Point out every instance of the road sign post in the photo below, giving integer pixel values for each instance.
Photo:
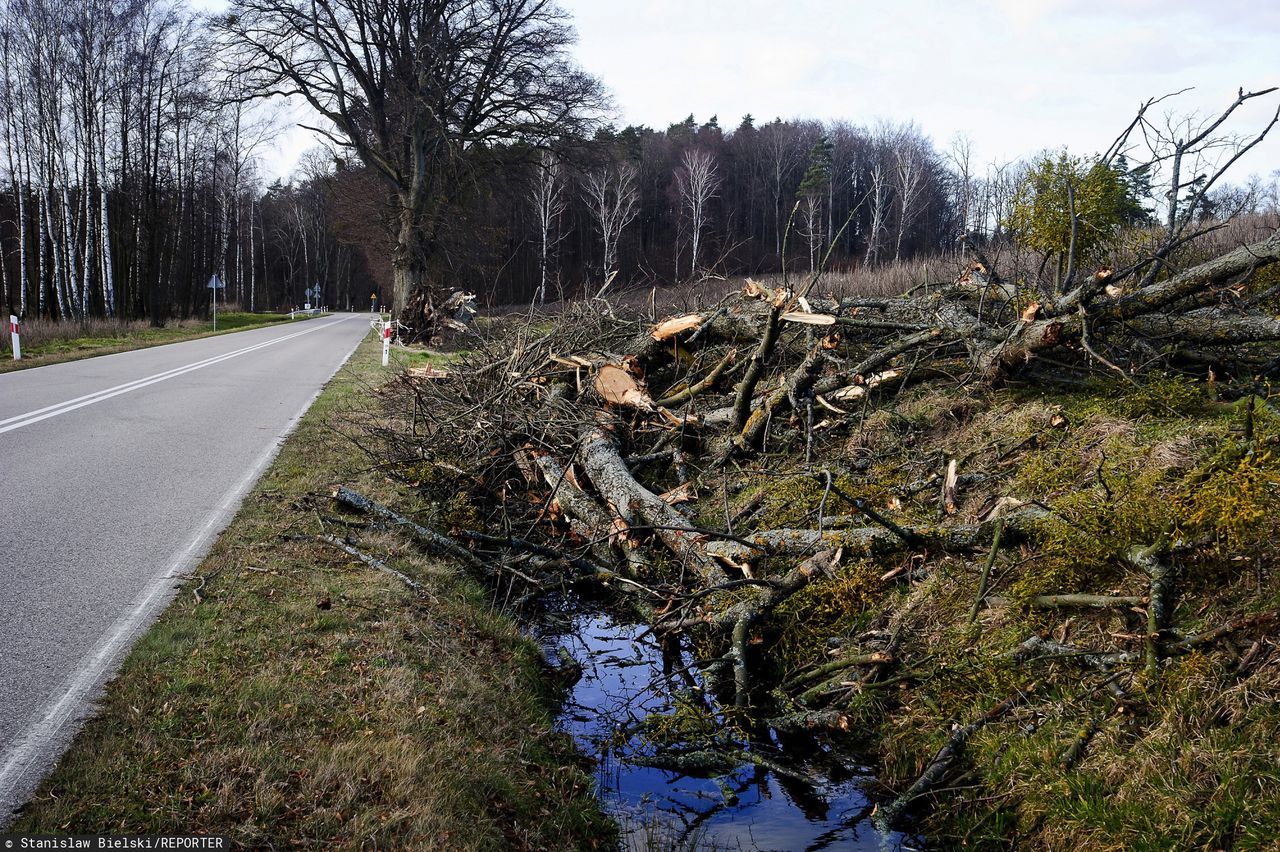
(215, 284)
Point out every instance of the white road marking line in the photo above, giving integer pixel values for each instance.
(30, 417)
(16, 777)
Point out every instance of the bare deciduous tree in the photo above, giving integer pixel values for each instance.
(612, 197)
(698, 183)
(549, 204)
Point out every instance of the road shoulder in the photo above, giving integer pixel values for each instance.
(292, 694)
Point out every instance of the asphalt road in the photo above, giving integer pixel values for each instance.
(115, 476)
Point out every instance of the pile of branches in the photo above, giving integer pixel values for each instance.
(603, 448)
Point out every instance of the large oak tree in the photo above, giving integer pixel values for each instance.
(415, 88)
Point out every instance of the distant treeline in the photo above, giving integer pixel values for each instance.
(131, 174)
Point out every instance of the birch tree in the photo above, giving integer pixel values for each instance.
(547, 196)
(698, 183)
(612, 198)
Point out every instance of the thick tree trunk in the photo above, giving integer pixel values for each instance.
(412, 299)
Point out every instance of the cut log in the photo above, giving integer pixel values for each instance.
(430, 539)
(667, 329)
(618, 386)
(613, 481)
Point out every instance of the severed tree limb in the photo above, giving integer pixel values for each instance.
(1147, 559)
(430, 539)
(703, 384)
(986, 571)
(937, 769)
(755, 367)
(616, 485)
(1248, 622)
(374, 562)
(1089, 601)
(840, 664)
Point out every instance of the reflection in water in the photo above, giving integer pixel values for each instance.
(801, 798)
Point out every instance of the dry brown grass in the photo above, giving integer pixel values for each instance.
(311, 701)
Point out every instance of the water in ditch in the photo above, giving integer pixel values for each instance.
(813, 798)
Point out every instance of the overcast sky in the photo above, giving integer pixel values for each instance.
(1015, 76)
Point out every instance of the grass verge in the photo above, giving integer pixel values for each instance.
(44, 342)
(304, 699)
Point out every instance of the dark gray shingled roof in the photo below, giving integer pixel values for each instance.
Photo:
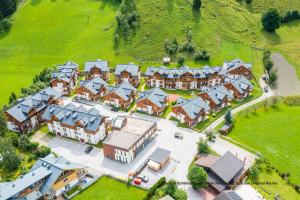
(123, 90)
(192, 106)
(11, 189)
(70, 114)
(176, 73)
(65, 71)
(131, 68)
(228, 195)
(241, 83)
(217, 93)
(155, 95)
(37, 101)
(227, 167)
(231, 65)
(100, 64)
(160, 155)
(56, 165)
(93, 85)
(197, 72)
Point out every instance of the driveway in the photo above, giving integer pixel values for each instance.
(288, 82)
(182, 151)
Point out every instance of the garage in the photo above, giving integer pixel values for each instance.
(158, 159)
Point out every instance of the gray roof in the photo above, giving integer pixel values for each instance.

### Stated exercise
Omit the pictures and write out the lines above from the one with "Point out every instance of the overcast" through the last, unchanged.

### Final answer
Point out every instance of the overcast sky in the photo above, giving integer pixel values for each instance.
(1015, 76)
Point out every instance of the grass verge in the photo above, giving integer pixel values for each instance.
(44, 342)
(304, 699)
Point out every instance of the dark gray shingled roof in the photo below, giving integer pixel values for each instance.
Photo:
(123, 90)
(192, 106)
(11, 189)
(70, 114)
(176, 73)
(65, 71)
(131, 68)
(228, 195)
(241, 83)
(217, 93)
(155, 95)
(37, 101)
(227, 167)
(231, 65)
(100, 64)
(160, 155)
(56, 165)
(93, 85)
(197, 72)
Point out every instance of the driveway in the photo above, giving integer pixel values for each instance.
(288, 82)
(182, 151)
Point out every instance of the garage in the photo above, giving integer pixel values for each instance.
(158, 159)
Point out every instance of the gray roof in the photo above, giving integer pixel values for each instance.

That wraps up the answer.